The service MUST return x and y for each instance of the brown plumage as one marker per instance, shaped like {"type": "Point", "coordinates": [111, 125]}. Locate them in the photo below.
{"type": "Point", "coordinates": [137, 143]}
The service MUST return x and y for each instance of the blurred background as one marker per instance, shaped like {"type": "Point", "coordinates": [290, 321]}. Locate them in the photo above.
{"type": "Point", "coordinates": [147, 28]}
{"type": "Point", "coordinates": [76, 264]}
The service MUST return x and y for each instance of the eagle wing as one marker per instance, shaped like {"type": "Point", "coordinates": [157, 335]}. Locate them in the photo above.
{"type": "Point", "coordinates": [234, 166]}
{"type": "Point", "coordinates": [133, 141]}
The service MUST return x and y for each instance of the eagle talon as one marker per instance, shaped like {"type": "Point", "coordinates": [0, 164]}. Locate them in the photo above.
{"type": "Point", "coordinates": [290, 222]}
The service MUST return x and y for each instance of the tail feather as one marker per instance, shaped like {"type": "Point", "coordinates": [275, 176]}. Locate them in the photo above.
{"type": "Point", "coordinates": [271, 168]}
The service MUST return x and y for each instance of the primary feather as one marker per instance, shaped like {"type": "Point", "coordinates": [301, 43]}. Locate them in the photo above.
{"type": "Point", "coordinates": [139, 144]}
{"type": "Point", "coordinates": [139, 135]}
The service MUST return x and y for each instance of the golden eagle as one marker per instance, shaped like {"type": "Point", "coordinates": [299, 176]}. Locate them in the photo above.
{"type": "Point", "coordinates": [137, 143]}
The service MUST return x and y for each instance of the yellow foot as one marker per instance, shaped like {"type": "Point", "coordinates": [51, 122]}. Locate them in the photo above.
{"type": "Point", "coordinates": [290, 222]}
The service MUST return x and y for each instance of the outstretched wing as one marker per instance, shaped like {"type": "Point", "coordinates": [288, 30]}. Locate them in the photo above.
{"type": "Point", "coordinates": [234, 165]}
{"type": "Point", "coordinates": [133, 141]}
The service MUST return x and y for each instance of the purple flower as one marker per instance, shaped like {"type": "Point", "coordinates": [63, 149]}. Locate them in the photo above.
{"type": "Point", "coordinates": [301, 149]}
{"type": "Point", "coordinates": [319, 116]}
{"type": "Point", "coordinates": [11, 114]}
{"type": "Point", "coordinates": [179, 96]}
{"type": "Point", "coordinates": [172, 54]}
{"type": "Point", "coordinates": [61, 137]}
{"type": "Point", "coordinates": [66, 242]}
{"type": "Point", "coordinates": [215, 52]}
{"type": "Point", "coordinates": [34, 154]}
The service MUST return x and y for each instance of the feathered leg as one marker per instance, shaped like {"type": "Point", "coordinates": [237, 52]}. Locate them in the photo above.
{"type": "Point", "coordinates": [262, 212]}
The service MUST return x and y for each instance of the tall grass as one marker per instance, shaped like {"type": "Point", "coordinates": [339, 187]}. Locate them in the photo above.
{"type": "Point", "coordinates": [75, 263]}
○ ○ ○ ○
Exercise prompt:
Pull out every line from the one with "of the outstretched" to the end of the listing, and output only those.

Output for this task:
The service MUST return x and y for each instance of the outstretched wing as one marker per instance, shaped like {"type": "Point", "coordinates": [288, 30]}. Locate them in the photo above.
{"type": "Point", "coordinates": [234, 165]}
{"type": "Point", "coordinates": [133, 141]}
The service MUST return x and y for each instance of the purple flower as one marker per instance, shaped like {"type": "Point", "coordinates": [63, 149]}. Locate them in the photo above.
{"type": "Point", "coordinates": [301, 149]}
{"type": "Point", "coordinates": [319, 116]}
{"type": "Point", "coordinates": [11, 114]}
{"type": "Point", "coordinates": [179, 96]}
{"type": "Point", "coordinates": [172, 54]}
{"type": "Point", "coordinates": [61, 137]}
{"type": "Point", "coordinates": [66, 242]}
{"type": "Point", "coordinates": [215, 52]}
{"type": "Point", "coordinates": [34, 154]}
The service MUST return x and y for each instance of the feathered leg as one marker per instance, shaped like {"type": "Point", "coordinates": [237, 52]}. Locate them in the photo above.
{"type": "Point", "coordinates": [262, 212]}
The service MUST return x and y for each instance of the tall grass as one marker per instance, shaped like {"type": "Point", "coordinates": [339, 187]}. Locate them in the photo above.
{"type": "Point", "coordinates": [75, 263]}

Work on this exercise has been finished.